Liste des tâches:
**a.** D'après le texte sur les propositions d'Emmanuel Macron, de quoi les entreprises ont-elles besoin ?
**b.** Traduisez en anglais cette phrase du texte sur les propositions d'Emmanuel Macron : « Elles passent trop de temps à essayer de comprendre les changements de loi incessants. »
**c.** Rédigez la suite du texte sur les propositions d'Emmanuel Macron, en partant de sa dernière phrase.

Texte fourni:
Emmanuel Macron rêve d’un système « de droits », mais aussi de « devoirs ». Et là, le candidat durcit clairement le ton. « Au bout d’un certain temps de chômage, qui ne se forme pas n’est pas indemnisé, prévient l’ancien ministre. Et, à l’issue de la formation, qui n’accepte pas une offre d’emploi raisonnable n’est plus indemnisé« , poursuit-il, y voyant un « levier puissant d’économies ».
Baisses de charges et stabilité pour les entreprises
Aux entrepreneurs, Emmanuel Macron promet de la stabilité. « Il faut que les entreprises puissent reconstituer leurs marges, promet-il. Elles ont besoin de stabilité et de visibilité. Elles doivent pouvoir se projeter dans le temps, prévoir leurs investissements et tracer leur stratégie, partir à la conquête de nouveaux marchés. Elles passent trop de temps à essayer de comprendre les changements de loi incessants. On a trop changé le code du travail ou les modalités de l’impôt au sein d’un même quinquennat », estime l’ancien ministre de l’Économie.

Données brutes:
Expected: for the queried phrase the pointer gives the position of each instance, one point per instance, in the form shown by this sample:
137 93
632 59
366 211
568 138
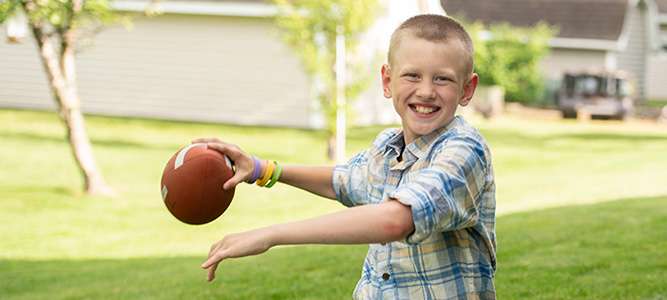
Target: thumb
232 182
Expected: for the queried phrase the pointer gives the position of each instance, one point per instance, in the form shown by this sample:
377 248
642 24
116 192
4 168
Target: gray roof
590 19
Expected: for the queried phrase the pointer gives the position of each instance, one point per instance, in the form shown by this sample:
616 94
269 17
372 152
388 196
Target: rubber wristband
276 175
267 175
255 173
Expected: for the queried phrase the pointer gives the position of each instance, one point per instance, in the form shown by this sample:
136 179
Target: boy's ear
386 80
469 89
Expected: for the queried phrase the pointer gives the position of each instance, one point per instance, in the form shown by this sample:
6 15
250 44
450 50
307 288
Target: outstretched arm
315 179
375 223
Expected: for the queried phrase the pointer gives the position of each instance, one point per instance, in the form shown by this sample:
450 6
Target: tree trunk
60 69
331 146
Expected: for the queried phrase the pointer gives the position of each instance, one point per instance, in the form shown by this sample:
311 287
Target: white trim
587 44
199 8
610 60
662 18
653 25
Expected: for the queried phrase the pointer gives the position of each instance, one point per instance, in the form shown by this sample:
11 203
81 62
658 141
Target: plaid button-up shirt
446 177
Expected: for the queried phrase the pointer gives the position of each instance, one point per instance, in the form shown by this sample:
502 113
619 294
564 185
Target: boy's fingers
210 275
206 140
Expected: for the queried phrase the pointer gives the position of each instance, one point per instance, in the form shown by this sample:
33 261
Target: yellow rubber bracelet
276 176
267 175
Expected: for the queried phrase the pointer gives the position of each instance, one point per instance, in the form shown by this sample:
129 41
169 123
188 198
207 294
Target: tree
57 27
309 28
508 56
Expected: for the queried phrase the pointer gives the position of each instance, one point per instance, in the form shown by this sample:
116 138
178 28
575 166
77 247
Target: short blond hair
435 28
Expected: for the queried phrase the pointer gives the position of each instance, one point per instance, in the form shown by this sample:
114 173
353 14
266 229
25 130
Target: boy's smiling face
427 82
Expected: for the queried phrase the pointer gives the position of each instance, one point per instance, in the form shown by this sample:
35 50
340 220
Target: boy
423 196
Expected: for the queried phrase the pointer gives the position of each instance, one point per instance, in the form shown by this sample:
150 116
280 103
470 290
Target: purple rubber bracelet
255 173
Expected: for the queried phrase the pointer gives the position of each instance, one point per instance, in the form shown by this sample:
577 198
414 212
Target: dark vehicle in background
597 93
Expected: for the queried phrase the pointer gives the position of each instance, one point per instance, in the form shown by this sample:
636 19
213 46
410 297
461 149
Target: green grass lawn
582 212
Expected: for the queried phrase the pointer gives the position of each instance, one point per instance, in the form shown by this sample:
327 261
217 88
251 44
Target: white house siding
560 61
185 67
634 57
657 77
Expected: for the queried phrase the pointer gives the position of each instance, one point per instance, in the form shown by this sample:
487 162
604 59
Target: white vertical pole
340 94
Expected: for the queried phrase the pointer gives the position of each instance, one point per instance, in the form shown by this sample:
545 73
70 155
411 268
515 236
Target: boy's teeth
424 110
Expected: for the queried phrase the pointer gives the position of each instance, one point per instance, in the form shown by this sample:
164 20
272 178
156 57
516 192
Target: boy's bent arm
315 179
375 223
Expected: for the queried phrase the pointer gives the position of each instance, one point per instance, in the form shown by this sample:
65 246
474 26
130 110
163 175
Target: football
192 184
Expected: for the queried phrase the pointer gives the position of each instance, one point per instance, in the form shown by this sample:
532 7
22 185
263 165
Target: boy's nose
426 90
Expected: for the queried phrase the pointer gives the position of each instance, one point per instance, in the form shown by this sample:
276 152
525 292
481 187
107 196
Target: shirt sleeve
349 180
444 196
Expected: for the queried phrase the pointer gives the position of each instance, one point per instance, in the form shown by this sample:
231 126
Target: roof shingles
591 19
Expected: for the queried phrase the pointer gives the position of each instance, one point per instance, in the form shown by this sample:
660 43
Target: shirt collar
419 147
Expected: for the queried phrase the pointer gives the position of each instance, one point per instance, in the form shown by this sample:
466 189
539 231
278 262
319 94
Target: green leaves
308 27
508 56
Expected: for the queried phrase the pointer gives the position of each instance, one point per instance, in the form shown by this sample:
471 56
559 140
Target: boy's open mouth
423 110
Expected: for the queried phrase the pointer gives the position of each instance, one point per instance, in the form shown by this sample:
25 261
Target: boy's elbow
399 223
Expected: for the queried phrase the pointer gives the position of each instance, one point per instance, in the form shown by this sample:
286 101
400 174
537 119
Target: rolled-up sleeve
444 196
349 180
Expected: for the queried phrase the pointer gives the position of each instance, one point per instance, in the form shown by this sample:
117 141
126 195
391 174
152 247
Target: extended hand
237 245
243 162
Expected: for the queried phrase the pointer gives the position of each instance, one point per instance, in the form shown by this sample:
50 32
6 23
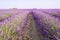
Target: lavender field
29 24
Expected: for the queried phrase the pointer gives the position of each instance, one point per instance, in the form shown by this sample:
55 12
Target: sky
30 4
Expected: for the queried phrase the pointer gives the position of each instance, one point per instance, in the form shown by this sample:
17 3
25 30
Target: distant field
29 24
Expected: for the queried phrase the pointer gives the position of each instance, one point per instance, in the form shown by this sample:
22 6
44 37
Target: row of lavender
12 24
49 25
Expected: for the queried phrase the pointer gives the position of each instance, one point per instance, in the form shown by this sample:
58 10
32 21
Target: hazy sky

Réponses:
**a.** De stabilité et de visibilité.

**b.** They spend too much time trying to understand the constant changes in the law.

**c.**
Il s’engage ainsi à ce que « plus de nouvelle règle (ne soit votée) avant d’avoir passé en revue celles qui existent et n’ont pas d’utilité. » Par ailleurs, Emmanuel Macron promet aussi qu’un même impôt ne (sera) pas modifié « plusieurs fois au sein d’un quinquennat. »
Se félicitant de la réussite du CICE et du Pacte de responsabilité, qui ont « redonné des marges de manoeuvre aux entreprises et stoppé l’hémorragie de l’emploi », Emmanuel Macron souhaite ainsi « réduire les prélèvements sur les entreprises qui nuisent à leur compétitivité et soutenir l’investissement productif ». Il transformera donc le CICE en allègement de charges et promet aussi de décider également d’autres « allègements ou suppressions de cotisations sociales patronales », sans préciser encore lesquelles.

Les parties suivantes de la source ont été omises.